May 21, 2016 @ Ybor City Jazz House is where I met him. I was about to leave when I noticed him noticing me. His gaze was like kryptonite. I’m usually in control, but the way he looked at me took all of my powers away. I gotta know…who he is.
I met his gaze and he walked over to me. Time stopped. The music stopped. I could only see him. He sat next to me and said, “Hello gorgeous, my name is Bryson.”
I should have walked away, don’t know what made me stay. He was no beginner…I knew I couldn’t win. We talked a bit, then he took my hand and led me to the dance floor. Now I hear the music again. We were dancing very close song after song. Our cheeks touched and in an instant, we were kissing like long-lost lovers.
What am I doing? I’ve never experienced this before. I wanted to go home with him. I’ve never had a one-night stand…is this the way it happens? So many emotions. Head spinning. What are the rules?
We couldn’t keep our hands off of each other. Dance floor, parking garage…JUST DO IT my mind kept screaming.
I punked out! I went home…throbbing between my legs. But I got his phone number…
I tossed and turned all night thinking about him and what if?

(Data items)
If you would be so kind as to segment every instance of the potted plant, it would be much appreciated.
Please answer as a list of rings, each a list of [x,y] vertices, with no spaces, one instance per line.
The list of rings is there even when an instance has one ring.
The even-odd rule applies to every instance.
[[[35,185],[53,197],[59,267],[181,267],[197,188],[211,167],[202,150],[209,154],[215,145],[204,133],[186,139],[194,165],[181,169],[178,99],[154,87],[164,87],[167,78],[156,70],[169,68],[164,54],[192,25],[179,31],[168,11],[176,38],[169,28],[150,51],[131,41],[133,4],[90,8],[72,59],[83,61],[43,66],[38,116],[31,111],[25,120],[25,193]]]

---

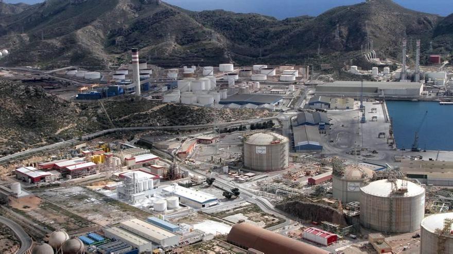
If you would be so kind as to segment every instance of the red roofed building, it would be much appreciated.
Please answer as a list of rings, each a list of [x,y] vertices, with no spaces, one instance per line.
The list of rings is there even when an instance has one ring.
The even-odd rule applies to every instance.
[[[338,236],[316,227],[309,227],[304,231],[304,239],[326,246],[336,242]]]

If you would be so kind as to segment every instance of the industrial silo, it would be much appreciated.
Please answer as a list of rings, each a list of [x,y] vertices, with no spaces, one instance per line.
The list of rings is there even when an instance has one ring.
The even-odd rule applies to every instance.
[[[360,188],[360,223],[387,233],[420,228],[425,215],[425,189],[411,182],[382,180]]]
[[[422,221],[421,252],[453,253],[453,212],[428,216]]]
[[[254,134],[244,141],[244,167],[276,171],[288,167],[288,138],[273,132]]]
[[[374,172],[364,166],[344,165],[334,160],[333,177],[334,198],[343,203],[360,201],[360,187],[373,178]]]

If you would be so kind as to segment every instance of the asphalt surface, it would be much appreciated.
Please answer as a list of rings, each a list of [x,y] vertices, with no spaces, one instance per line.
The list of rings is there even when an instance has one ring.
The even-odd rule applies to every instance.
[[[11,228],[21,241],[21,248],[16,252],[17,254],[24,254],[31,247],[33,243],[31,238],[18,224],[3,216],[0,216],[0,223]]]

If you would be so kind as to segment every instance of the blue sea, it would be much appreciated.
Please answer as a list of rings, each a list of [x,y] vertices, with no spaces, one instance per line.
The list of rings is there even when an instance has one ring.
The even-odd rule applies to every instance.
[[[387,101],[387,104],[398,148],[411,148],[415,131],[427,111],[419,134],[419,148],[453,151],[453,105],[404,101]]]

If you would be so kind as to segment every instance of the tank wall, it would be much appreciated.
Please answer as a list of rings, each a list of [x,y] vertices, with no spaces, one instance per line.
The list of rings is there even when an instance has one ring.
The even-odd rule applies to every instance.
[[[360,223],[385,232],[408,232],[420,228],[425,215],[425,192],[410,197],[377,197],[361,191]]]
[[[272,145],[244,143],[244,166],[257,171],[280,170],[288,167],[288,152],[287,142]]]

* * *

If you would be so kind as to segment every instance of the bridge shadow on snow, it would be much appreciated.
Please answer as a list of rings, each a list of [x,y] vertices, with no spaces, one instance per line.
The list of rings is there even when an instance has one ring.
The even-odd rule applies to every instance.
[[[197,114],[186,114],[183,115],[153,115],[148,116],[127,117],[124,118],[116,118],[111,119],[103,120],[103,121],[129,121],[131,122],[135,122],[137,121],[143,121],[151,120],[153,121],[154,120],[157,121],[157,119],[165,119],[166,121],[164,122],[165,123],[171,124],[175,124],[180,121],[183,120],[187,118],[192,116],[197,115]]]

**EXERCISE REQUIREMENTS**
[a] List the places named in the Ybor City story where the narrator and the man were together.
[b] Answer these questions on the Ybor City story.
(i) On what date did the meeting take place?
(ii) What name did the man give when he introduced himself?
(iii) What did the narrator get from him before going home?
[c] From the Ybor City story, extract the passage from "I met his gaze" up to and including "like long-lost lovers.".
The listing comes from a separate source and is unrelated to the text above it.

**REPLIES**
[a]
Ybor City Jazz House
dance floor
parking garage

[b]
(i) May 21, 2016
(ii) Bryson
(iii) His phone number

[c]
I met his gaze and he walked over to me. Time stopped. The music stopped. I could only see him. He sat next to me and said, “Hello gorgeous, my name is Bryson.”
I should have walked away, don’t know what made me stay. He was no beginner…I knew I couldn’t win. We talked a bit, then he took my hand and led me to the dance floor. Now I hear the music again. We were dancing very close song after song. Our cheeks touched and in an instant, we were kissing like long-lost lovers.